Tag Archives: coaching youth soccer

Why You Should Have 2 Center-Mids in Small Sided Formations (9v9)

Our league (United Soccer Club) transitioned from 8v8 to 9v9 this year.  In any event, in any league you play, you will encounter variations of small-sided games.  As you balance development versus results, the way that you align your players at young ages says a lot about your motive.

I believe, without reservation, that the optimal developmental formation for SSGs (7v7, 8v8, 9v9) requires you to play 2 Center-Mids. This opinion has been years in the making.  Are there other formations that would be easier to get forward? Yes.  To score goals?   Of course.  The problem is that at the ages where the players are playing SSGs, you have to balance development heavier than tactics or results.

In the new 9v9 setup, I see most coaches play a 332.  The lone center-mid is left to spray the ball forward for the forwards to run onto it.  To me, this is seed of the 442.  My problem is this:  if you can teach players how to build through the middle and teach 2 players to operate in that boundary-free zone, they can always play “direct” 332 style when necessary.  But the reverse is not true.

I played competitive tennis as a youth. I loved overheads.  I loved to spike them (play them short).  I was taught by a wise coach to play deep overheads – preferably in the corners – but in no case should I spike them.  He told me that if I could learn to play deep overheads, I could always spike one when appropriate – but knowing how to spike doesn’t mean you know how to play a proper deep overhead.

> _Record list_:
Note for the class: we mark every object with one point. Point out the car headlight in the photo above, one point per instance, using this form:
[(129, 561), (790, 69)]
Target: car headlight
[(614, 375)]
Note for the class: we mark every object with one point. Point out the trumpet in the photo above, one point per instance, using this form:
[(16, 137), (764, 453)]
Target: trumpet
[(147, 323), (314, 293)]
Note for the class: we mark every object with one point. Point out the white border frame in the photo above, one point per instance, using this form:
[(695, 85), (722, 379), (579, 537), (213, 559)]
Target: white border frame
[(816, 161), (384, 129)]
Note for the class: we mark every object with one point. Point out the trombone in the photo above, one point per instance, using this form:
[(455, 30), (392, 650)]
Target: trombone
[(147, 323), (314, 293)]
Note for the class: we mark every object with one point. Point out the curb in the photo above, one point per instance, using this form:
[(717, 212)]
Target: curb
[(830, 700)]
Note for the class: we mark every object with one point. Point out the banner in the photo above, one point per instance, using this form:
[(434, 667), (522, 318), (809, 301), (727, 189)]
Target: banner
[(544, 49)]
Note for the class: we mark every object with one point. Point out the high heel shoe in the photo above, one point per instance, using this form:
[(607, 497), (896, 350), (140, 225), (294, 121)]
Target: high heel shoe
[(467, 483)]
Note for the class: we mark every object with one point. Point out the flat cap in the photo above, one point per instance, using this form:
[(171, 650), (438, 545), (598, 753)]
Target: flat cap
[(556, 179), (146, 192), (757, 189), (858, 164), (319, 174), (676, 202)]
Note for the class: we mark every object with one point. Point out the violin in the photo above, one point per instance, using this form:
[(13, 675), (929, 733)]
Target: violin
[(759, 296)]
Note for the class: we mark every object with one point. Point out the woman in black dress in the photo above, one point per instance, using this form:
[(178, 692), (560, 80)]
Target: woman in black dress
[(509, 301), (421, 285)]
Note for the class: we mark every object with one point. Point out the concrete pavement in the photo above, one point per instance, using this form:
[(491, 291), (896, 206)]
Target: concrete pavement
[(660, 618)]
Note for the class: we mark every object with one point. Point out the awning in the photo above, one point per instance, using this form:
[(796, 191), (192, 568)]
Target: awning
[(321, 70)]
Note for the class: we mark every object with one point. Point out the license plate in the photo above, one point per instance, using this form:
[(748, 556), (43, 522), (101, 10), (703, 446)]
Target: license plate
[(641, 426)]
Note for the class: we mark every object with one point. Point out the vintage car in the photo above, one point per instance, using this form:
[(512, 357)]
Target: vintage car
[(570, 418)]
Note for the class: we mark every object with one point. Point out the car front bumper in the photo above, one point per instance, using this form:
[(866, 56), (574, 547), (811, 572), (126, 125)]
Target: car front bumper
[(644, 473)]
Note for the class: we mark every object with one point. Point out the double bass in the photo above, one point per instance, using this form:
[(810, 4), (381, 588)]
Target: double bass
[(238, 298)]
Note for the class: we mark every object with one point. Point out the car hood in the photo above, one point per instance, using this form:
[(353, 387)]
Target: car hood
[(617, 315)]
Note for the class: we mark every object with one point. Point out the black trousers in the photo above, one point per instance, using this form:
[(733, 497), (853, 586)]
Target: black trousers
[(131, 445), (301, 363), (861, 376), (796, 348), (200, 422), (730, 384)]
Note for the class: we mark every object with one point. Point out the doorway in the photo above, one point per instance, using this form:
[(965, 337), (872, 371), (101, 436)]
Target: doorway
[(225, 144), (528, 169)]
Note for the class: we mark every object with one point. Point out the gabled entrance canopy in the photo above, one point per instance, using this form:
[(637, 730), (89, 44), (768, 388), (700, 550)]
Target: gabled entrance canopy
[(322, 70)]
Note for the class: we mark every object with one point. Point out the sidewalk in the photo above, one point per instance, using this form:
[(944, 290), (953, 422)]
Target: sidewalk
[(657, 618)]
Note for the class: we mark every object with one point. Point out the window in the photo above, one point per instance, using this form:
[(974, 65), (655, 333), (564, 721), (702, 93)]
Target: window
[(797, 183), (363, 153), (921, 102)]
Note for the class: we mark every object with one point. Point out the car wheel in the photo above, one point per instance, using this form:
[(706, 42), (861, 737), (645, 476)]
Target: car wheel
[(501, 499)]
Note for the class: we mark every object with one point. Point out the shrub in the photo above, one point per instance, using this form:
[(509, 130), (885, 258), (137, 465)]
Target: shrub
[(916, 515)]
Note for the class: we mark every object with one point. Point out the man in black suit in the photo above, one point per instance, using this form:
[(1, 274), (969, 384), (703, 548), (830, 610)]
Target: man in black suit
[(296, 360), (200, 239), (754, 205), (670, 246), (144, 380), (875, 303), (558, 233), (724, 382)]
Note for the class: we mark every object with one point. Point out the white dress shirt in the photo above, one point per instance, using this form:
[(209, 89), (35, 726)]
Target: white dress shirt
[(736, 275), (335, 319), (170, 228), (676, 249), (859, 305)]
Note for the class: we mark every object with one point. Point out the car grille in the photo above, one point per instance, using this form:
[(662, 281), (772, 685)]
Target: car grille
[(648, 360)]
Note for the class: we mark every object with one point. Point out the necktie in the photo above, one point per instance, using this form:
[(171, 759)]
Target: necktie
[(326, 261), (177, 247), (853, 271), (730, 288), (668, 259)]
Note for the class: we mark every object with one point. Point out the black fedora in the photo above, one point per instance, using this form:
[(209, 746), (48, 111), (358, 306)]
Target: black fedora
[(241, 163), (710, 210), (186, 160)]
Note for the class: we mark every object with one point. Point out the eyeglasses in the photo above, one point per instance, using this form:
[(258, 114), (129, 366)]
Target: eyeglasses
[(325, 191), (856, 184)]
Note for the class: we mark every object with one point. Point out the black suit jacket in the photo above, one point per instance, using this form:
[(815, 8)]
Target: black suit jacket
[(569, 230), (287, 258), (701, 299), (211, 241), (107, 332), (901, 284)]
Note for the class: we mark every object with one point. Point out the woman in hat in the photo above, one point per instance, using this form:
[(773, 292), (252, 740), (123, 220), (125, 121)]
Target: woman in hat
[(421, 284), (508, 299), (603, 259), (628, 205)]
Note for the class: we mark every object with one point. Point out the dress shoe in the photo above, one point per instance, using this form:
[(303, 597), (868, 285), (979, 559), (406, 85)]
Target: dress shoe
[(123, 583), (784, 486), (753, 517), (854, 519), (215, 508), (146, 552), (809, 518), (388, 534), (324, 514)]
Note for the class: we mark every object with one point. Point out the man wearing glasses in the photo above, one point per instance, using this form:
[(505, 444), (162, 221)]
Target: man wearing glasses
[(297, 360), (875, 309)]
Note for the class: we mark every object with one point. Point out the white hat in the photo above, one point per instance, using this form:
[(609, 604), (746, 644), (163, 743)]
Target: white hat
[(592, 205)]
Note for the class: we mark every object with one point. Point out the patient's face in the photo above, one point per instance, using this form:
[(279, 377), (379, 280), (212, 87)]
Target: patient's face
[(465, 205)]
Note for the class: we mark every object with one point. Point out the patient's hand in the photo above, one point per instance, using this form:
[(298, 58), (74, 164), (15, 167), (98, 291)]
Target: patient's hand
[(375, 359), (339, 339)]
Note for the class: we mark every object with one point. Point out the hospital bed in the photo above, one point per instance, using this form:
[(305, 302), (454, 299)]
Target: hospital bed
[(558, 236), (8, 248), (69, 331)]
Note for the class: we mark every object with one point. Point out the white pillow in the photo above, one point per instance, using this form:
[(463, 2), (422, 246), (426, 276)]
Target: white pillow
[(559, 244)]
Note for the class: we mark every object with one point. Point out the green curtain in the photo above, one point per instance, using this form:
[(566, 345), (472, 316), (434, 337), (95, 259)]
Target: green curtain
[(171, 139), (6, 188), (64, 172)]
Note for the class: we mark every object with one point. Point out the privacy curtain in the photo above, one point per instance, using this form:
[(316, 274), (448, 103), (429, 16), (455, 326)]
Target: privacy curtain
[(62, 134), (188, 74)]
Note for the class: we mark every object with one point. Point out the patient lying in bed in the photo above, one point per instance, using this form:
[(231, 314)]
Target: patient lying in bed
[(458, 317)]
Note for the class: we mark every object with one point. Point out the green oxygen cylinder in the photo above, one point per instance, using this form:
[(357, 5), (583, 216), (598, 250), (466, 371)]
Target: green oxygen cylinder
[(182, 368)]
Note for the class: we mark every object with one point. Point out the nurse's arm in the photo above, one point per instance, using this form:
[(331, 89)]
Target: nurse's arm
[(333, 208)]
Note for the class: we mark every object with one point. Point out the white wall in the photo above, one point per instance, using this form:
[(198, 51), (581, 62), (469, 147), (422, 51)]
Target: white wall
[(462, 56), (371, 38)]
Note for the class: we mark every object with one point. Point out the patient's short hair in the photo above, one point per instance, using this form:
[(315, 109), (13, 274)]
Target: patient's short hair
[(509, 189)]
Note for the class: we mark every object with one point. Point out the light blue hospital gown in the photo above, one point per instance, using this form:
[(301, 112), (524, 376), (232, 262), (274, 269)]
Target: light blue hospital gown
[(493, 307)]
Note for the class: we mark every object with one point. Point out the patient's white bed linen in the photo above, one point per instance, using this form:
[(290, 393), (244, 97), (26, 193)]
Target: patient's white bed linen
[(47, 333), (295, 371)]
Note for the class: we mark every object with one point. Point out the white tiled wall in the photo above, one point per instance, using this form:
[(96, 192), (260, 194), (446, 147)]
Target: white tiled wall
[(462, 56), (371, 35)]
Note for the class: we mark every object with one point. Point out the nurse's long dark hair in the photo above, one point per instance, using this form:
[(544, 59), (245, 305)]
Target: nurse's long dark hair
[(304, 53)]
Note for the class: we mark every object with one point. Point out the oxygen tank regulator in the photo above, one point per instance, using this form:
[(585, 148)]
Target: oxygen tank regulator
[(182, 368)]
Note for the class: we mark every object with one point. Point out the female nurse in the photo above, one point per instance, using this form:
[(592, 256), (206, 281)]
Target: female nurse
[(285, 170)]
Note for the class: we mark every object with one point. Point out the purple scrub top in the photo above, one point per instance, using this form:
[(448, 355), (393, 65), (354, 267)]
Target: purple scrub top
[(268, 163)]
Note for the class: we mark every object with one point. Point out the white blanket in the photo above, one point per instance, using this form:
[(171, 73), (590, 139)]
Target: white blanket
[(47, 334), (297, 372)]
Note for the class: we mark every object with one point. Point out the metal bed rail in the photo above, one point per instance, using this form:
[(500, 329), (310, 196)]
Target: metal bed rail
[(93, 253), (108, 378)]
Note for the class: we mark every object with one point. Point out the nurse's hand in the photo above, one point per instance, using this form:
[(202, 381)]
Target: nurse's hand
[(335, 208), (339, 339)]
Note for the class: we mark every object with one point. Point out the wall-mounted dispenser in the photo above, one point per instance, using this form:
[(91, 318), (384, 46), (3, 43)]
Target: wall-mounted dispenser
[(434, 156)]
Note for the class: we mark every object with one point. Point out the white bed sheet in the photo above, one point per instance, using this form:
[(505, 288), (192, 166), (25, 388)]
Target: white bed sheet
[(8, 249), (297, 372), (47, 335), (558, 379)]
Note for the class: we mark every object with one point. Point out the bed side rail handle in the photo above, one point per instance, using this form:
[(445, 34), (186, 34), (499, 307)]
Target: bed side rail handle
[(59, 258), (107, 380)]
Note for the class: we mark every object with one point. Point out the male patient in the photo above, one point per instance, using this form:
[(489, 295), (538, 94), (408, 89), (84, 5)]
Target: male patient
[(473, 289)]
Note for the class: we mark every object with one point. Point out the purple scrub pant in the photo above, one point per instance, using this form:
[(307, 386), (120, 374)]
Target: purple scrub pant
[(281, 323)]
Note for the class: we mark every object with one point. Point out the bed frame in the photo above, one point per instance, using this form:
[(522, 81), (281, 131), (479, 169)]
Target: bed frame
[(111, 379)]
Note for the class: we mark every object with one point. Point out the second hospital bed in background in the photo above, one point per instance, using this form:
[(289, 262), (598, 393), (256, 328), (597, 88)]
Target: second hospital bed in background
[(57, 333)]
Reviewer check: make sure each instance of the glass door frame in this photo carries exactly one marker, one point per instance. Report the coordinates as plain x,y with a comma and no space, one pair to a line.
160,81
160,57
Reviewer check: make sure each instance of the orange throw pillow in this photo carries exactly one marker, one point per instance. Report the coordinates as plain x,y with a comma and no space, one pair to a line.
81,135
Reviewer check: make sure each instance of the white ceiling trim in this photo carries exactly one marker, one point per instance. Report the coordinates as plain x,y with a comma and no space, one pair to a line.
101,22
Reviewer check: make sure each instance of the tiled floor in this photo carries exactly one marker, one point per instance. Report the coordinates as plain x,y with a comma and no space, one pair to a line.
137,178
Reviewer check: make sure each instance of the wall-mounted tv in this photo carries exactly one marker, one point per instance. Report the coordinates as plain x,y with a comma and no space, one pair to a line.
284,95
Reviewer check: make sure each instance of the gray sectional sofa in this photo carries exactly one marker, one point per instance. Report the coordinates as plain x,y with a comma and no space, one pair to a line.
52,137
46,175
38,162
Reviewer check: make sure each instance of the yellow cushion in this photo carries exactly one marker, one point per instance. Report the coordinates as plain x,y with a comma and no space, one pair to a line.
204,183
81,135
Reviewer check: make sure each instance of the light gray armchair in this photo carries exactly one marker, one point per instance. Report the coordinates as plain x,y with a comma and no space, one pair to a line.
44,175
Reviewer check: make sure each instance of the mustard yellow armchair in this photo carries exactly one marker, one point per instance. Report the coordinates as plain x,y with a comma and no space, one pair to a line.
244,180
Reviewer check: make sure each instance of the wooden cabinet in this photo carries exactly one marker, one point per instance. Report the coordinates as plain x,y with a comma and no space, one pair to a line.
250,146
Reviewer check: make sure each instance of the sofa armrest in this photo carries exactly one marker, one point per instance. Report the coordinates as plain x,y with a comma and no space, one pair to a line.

> _Work required_: Update the soccer formation post from "I believe, without" to "tactics or results.", replacing "Center-Mids" with "central midfielders".

> _Final result_:
I believe, without reservation, that the optimal developmental formation for SSGs (7v7, 8v8, 9v9) requires you to play 2 central midfielders. This opinion has been years in the making.  Are there other formations that would be easier to get forward? Yes.  To score goals?   Of course.  The problem is that at the ages where the players are playing SSGs, you have to balance development heavier than tactics or results.